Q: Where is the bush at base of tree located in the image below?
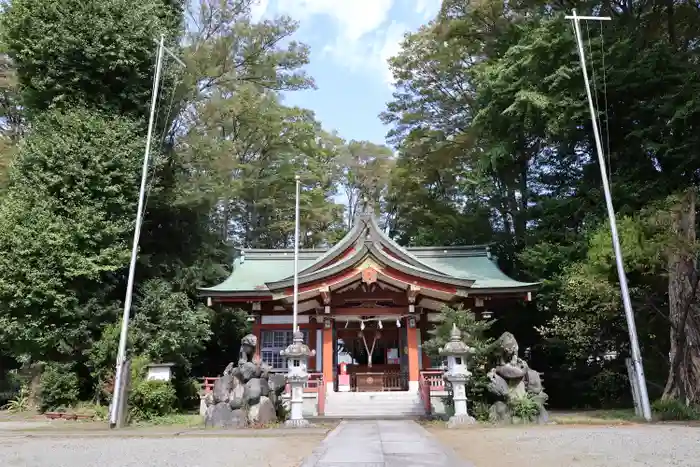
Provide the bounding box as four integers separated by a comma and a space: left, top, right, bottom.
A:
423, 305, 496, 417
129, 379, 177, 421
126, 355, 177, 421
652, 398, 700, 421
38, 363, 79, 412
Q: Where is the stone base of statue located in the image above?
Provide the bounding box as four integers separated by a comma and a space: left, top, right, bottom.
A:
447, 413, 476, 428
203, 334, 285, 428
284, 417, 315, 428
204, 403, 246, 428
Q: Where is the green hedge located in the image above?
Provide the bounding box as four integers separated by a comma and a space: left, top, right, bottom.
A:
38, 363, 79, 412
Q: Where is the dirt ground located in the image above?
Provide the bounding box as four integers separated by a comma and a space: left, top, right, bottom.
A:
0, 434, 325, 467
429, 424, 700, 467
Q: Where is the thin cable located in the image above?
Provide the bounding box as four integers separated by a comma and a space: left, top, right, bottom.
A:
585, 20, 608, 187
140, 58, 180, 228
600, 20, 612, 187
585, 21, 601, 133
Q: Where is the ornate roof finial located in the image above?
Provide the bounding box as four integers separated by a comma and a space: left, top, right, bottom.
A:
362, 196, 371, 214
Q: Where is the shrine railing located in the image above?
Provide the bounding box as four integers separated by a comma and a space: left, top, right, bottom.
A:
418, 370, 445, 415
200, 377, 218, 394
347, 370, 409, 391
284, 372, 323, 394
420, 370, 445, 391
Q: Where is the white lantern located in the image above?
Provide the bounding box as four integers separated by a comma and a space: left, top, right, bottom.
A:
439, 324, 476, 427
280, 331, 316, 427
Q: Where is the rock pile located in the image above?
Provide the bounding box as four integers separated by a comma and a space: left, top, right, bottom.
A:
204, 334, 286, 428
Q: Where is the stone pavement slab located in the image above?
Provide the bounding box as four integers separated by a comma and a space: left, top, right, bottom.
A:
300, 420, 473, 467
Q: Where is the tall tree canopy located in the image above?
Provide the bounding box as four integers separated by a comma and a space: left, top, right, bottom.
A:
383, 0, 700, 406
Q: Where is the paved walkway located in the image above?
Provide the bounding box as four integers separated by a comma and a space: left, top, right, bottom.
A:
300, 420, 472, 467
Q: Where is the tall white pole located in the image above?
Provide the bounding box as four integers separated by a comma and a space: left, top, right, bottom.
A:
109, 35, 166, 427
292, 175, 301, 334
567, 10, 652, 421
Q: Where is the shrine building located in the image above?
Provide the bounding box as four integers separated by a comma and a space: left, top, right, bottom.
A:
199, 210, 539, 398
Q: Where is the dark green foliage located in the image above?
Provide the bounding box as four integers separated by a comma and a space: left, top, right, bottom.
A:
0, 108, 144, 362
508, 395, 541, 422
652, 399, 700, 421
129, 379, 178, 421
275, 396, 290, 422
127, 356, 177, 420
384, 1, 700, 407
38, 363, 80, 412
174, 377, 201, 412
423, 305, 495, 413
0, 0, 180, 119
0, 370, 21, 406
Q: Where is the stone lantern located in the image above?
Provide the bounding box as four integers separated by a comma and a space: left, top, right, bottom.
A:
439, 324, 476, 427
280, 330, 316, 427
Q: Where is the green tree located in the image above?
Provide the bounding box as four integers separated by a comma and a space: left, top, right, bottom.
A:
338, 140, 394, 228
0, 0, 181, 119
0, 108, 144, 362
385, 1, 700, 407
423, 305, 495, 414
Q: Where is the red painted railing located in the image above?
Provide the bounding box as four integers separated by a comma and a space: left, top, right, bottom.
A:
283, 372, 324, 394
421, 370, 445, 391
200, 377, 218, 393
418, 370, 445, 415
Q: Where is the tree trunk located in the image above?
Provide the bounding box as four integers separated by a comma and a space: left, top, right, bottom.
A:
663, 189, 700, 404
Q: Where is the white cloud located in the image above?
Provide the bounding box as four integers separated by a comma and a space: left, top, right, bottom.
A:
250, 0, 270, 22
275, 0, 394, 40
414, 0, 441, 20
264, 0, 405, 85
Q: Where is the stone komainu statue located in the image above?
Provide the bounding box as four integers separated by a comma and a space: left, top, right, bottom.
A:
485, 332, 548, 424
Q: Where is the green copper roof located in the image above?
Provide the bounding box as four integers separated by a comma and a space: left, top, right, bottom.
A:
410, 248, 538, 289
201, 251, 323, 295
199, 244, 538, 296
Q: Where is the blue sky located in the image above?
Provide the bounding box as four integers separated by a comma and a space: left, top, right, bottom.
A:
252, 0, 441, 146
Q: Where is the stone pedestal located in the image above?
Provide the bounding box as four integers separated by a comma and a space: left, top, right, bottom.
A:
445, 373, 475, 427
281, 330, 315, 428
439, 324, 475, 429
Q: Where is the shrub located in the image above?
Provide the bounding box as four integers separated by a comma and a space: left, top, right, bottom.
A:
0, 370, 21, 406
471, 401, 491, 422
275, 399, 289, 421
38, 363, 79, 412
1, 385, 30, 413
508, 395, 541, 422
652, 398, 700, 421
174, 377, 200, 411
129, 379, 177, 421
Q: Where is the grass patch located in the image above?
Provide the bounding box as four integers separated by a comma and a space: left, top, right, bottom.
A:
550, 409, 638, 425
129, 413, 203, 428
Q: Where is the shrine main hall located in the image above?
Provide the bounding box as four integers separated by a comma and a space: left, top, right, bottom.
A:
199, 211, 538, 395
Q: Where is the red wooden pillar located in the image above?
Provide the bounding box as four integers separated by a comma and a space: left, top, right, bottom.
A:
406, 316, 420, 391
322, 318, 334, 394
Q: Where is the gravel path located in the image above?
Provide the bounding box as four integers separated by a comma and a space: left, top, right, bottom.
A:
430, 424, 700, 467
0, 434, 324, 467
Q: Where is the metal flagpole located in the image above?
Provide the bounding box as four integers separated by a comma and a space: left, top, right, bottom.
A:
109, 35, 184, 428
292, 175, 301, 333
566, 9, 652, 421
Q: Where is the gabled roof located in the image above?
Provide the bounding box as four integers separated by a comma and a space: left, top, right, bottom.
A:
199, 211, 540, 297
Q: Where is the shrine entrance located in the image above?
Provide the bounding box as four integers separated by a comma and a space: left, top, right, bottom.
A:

***

[Exercise aim]:
Transcribe the records above exactly, omitting every picture they contain.

[Result for this task]:
Q: Where is the bush at base of tree located in the image below?
Provide the bounding box as four integers separated by a comma and a space: left, top, right, bottom.
A:
423, 305, 496, 417
129, 379, 177, 421
126, 355, 177, 421
652, 398, 700, 421
38, 363, 79, 412
Q: Where is the stone base of statue located in the image above?
Provide the bounding box as four integers separated by a comma and a space: left, top, right, bottom.
A:
447, 413, 476, 428
203, 334, 285, 428
284, 417, 315, 428
204, 403, 246, 428
Q: Where is the green hedge located in the image above?
Provide the bounding box as four integers separated by a comma and a space: left, top, right, bottom.
A:
38, 363, 79, 412
Q: Where is the dirt ground located in the image above?
Provide the bounding box as four integers separated by a comma and a space: left, top, right, bottom.
A:
0, 434, 325, 467
429, 424, 700, 467
Q: Where is the thin cable located in the image above?
Provide the bounding box as four integers separated by a comma and a space: left, top, right, bottom.
A:
585, 20, 608, 187
140, 58, 180, 228
600, 20, 612, 187
585, 21, 601, 133
Q: Where is the ornate roof finial located in the image above?
Provide the bounding box as four integers separated by a comma and a space: left, top, right, bottom.
A:
362, 196, 371, 214
Q: Where is the shrine railing located in the image above?
Provide the bounding box as four integers separated by a comma and a space: left, top, right, bottom.
A:
418, 370, 445, 415
200, 377, 218, 394
347, 370, 409, 391
284, 372, 323, 394
420, 370, 445, 391
Q: Where is the white lantern located in the image above?
Provide the bounding box as four integers separated by a comma and a space: left, top, right, bottom.
A:
439, 324, 476, 427
280, 331, 316, 427
Q: Where is the rock pile located in the image above?
Provide the bounding box as four integers separated by a comma and a space: left, top, right, bottom.
A:
204, 334, 286, 428
Q: Where is the stone pavement slab located in the image above?
Provide the bounding box as four integers separated by a comma and a space: left, top, right, bottom.
A:
300, 420, 473, 467
Q: Where is the tall tree canopy located in the image above?
Provide the bounding box as four integers separated by a comma and a space: left, top, right, bottom.
A:
383, 0, 700, 406
Q: Where is the paved walkway located in the image above?
Provide the bounding box as four integers separated by a comma and a space: left, top, right, bottom.
A:
300, 420, 472, 467
Q: Where is the tall white pole located in the image above?
Provide the bounding box as four integers separated by a comma and a space: left, top, right, bottom.
A:
109, 35, 166, 427
292, 175, 301, 334
567, 10, 652, 421
Q: Where is the shrine building located in the image above?
Provide the bounding box as four integers separated by a comma and a space: left, top, right, bottom.
A:
199, 210, 539, 398
Q: Where is the dark green foliage located in the image above?
Provide the bounding box as four integers separated by a comma and a space: left, top, right, bottom.
A:
0, 108, 144, 362
508, 395, 541, 422
652, 399, 700, 421
129, 379, 178, 421
275, 396, 290, 422
127, 356, 177, 420
384, 1, 700, 407
38, 363, 80, 412
174, 377, 201, 412
423, 305, 495, 413
0, 0, 180, 119
0, 370, 21, 406
Q: Where is the stone lantern located in the image above?
Provide the bounding box as four integers separated by a comma and a space: left, top, right, bottom.
A:
439, 324, 476, 427
280, 330, 316, 427
Q: Where is the green tree located in the image above?
Provide the bounding box as four integers separated by a comma and a space: left, top, right, bottom.
A:
338, 140, 394, 228
0, 0, 181, 119
0, 108, 144, 362
385, 1, 700, 407
423, 305, 495, 414
Q: Where is the red painted railing located in the image above?
Provide the bounding box as four integers separated by a comma and a space: left, top, right, bottom.
A:
283, 372, 324, 394
421, 370, 445, 391
200, 377, 218, 393
418, 370, 445, 415
Q: Where is the tree trunk located in the image above?
Provide the bounding box as four integers separated by a comma and a space: left, top, right, bottom.
A:
663, 189, 700, 404
Q: Where is the white cloud located in the image above?
Provide the bounding box as four integers separated by a comma and a space: left, top, right, bottom.
A:
250, 0, 270, 22
275, 0, 394, 40
414, 0, 441, 20
264, 0, 405, 85
Q: Where is the stone komainu statue located in the image above?
Provide the bounding box as four integers separated by a comma and a space: left, top, right, bottom.
A:
485, 332, 548, 424
Q: Where is the green copper roof located in the image above?
Provide the bounding box as four integers separated by a comma and a space: left, top, right, bottom.
A:
410, 248, 538, 289
201, 251, 323, 295
199, 244, 538, 296
Q: Where is the blue sky located in the image above?
Provide the bounding box as four integers separated by a comma and a space: left, top, right, bottom.
A:
252, 0, 441, 146
Q: Where is the stone pedestal located in the image above?
Provide the bounding box as four integers separated by a comma and a space: left, top, right, bottom.
A:
445, 373, 475, 427
281, 330, 315, 428
439, 324, 475, 429
Q: Where is the shrub located in the image above?
Provide the bounding box as four integers separated by a comma and a space: left, top, right, bottom.
A:
0, 370, 21, 406
471, 401, 491, 422
275, 399, 289, 421
38, 363, 79, 412
1, 385, 30, 413
508, 395, 541, 422
652, 398, 700, 421
174, 377, 200, 411
129, 379, 177, 421
Q: Where is the grass patch located in the image above?
Provide the bounding box as four integers separated by a comma and a space: left, top, right, bottom.
A:
550, 409, 638, 425
129, 413, 203, 428
Q: Where is the shrine main hall located in the image above?
Provide the bounding box as four integers separated by a comma and a space: left, top, right, bottom.
A:
199, 211, 538, 395
Q: Where is the red wooden pillar located in the image above?
Provide the bounding box as four integers separated by a comma and a space: left, top, right, bottom.
A:
406, 316, 420, 391
322, 318, 334, 394
Q: Where is the gravel path located in the image above?
Provide the bounding box as four integers separated by a comma and a space: left, top, right, bottom.
A:
430, 424, 700, 467
0, 434, 324, 467
Q: Where is the metal flagpole located in the image above?
Provide the bounding box as four integers separated by a comma and a space: left, top, right, bottom.
A:
109, 35, 184, 428
292, 175, 301, 333
566, 9, 652, 421
Q: Where is the gabled roof located in the image above?
Provide the bounding box as four integers separated by a comma and a space: left, top, right, bottom.
A:
199, 211, 540, 297
Q: Where is the shrine entrance located in the image above?
Provide the bounding box as four integers separated by a comma and a space: left, top, right, bottom.
A:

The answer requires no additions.